* Dados fornecidos:
——————
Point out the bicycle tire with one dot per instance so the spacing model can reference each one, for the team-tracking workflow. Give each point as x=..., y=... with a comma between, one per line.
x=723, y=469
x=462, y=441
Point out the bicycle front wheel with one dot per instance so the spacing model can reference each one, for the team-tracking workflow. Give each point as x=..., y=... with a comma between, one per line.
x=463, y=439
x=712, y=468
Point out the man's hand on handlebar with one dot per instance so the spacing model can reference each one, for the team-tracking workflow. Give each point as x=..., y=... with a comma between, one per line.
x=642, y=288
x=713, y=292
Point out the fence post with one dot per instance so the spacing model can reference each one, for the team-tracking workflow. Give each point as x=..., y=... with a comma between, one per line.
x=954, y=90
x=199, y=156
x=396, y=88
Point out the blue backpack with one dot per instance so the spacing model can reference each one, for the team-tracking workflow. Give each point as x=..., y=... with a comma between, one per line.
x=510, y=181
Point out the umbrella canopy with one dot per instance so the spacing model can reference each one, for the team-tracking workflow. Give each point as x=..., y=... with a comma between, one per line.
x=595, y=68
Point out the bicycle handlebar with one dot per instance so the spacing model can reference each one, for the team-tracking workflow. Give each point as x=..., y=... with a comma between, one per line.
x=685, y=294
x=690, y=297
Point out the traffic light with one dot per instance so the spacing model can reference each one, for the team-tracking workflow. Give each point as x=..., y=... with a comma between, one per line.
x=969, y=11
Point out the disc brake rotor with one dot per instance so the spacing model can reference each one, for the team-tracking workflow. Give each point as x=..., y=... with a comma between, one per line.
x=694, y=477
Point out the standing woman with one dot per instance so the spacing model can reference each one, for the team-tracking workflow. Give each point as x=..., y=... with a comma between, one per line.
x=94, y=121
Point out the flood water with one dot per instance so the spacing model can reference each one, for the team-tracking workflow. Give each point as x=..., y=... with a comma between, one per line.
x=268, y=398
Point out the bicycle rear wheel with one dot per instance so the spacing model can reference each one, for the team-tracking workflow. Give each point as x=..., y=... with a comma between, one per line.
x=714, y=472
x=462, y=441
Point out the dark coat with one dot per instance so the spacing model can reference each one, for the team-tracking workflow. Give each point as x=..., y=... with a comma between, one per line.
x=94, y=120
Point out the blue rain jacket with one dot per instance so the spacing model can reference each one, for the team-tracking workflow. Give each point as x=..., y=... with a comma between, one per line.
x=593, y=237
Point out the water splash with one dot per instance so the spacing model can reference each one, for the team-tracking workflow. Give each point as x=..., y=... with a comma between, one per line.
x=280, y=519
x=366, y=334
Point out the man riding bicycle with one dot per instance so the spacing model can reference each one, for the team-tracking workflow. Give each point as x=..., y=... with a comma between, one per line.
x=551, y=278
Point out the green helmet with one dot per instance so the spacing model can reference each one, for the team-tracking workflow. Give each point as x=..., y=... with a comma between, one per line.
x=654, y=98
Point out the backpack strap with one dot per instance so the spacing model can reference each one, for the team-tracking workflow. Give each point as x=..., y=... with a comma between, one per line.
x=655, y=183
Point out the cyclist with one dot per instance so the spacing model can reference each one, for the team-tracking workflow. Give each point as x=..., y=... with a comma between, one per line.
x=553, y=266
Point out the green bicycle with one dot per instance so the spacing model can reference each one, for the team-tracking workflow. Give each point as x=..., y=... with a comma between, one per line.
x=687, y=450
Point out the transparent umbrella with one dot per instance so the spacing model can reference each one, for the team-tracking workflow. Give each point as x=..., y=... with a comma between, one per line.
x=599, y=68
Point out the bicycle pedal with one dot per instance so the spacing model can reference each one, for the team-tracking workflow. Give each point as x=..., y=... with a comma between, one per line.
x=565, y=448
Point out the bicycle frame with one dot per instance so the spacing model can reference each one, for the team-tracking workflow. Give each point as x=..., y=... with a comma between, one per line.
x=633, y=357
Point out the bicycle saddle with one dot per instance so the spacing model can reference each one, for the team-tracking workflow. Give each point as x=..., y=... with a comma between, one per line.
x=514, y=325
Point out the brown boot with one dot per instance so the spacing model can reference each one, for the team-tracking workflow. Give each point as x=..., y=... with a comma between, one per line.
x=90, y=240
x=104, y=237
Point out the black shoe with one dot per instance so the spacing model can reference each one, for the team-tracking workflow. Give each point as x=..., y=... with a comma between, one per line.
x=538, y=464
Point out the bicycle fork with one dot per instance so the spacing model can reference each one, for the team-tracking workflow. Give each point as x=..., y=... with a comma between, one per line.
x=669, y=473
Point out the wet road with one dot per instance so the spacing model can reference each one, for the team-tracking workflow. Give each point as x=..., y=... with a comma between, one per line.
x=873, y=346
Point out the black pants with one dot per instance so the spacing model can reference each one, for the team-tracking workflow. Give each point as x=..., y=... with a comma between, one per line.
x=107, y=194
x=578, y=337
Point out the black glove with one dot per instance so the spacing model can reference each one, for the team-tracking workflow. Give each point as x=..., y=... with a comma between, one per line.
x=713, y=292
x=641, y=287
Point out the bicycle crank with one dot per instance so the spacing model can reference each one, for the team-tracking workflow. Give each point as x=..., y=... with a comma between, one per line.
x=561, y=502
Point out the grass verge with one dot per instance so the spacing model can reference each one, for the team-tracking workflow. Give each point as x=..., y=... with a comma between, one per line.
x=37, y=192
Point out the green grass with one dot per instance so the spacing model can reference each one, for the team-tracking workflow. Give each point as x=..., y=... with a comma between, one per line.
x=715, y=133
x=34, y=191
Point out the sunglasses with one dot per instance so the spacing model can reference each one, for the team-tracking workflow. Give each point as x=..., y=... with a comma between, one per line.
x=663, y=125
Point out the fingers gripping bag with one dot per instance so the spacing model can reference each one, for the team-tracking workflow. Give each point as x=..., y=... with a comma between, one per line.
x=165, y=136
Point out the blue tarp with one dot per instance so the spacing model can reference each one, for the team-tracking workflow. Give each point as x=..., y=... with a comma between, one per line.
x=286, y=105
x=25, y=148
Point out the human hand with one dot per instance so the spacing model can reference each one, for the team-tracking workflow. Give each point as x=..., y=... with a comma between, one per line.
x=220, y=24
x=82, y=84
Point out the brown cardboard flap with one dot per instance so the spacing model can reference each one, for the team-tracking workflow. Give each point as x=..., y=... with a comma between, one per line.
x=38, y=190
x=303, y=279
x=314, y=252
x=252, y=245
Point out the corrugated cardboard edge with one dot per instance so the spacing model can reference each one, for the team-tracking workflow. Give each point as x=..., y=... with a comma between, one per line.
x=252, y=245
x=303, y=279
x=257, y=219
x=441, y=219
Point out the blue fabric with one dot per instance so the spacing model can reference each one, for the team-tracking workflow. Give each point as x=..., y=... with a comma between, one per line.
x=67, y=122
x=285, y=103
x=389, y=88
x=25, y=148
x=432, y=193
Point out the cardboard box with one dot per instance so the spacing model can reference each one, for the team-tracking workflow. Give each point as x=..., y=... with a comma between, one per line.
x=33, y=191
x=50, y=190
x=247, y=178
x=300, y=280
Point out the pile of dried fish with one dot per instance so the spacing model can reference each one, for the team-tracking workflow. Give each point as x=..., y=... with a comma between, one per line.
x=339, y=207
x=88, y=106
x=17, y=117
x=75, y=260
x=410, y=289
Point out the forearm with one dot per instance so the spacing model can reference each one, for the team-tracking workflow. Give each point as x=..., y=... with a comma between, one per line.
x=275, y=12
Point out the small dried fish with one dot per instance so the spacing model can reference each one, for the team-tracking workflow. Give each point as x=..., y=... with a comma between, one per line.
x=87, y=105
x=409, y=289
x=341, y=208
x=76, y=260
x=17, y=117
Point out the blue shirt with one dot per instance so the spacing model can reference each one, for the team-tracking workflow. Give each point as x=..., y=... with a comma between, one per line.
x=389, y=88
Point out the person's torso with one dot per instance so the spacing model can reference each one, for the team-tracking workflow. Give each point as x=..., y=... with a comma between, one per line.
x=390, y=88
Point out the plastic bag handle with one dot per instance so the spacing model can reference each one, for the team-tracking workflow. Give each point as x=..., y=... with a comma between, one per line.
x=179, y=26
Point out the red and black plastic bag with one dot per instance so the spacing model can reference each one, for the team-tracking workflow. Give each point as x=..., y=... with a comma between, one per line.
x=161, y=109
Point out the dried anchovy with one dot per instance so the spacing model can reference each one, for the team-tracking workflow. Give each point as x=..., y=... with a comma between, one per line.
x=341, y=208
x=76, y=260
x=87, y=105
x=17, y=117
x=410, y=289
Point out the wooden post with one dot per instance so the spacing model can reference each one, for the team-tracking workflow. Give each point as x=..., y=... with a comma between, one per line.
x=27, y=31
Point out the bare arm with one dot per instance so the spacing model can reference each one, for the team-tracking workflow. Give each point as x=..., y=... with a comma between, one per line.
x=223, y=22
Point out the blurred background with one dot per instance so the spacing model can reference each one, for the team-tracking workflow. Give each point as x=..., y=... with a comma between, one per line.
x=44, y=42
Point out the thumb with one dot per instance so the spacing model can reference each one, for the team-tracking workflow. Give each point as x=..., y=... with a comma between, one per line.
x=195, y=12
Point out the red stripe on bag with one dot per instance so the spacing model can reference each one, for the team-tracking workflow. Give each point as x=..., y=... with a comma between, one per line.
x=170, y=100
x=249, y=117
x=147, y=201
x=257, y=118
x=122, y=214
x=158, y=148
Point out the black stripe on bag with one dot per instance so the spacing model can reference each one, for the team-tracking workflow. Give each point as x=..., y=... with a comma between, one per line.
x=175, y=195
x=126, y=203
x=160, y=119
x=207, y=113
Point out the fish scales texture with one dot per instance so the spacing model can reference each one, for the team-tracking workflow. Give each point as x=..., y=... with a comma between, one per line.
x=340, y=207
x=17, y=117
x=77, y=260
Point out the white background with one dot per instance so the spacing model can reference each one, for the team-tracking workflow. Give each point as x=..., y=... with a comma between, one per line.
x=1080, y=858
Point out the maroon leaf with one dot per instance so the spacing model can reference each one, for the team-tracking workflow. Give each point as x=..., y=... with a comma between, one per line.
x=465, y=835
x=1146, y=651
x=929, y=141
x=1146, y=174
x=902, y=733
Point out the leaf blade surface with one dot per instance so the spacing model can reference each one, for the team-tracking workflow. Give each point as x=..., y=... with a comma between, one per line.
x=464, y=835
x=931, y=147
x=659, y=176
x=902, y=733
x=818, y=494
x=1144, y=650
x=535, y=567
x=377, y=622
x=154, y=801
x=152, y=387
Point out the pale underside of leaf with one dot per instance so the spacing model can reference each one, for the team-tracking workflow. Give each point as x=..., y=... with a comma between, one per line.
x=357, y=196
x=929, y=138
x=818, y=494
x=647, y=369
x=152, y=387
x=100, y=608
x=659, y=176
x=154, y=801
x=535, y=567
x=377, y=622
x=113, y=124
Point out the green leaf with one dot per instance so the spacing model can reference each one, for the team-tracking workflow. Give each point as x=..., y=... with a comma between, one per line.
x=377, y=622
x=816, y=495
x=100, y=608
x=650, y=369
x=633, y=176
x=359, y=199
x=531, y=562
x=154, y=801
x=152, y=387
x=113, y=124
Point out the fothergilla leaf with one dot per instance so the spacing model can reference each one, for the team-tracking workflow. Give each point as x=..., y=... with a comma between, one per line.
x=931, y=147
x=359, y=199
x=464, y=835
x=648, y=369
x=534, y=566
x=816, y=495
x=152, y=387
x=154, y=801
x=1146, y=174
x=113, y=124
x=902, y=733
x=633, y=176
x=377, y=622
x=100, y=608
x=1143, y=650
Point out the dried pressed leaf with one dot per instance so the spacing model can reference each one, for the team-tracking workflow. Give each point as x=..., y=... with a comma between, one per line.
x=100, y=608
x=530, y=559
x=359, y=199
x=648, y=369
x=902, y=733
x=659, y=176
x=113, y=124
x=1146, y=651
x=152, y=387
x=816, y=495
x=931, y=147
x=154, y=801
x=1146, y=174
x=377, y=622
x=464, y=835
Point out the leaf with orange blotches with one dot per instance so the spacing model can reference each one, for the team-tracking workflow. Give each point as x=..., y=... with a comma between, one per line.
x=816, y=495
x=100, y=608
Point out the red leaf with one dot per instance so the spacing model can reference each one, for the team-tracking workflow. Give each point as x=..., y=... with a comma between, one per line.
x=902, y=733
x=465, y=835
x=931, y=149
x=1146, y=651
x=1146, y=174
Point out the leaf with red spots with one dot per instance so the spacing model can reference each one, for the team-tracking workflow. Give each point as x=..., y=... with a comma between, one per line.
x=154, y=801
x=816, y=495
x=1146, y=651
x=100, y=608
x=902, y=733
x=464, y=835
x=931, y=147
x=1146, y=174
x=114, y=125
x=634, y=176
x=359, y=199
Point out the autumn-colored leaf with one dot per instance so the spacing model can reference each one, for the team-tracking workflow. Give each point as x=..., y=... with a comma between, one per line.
——————
* Enunciado da tarefa:
Reproduza sem nenhuma alteração as linhas que vão do início dos registros até a linha que contém "x=712, y=468", incluindo esta última.

* Resultado da tarefa:
Point out the bicycle tire with one dot per instance so the spacing model can reference each one, for the team-tracking workflow. Give each point as x=..., y=... with a comma between, one per line.
x=723, y=469
x=462, y=441
Point out the bicycle front wheel with one dot per instance so the spacing model can reference each one, for the team-tracking workflow. Give each point as x=..., y=... with a comma between, one per line.
x=463, y=439
x=712, y=468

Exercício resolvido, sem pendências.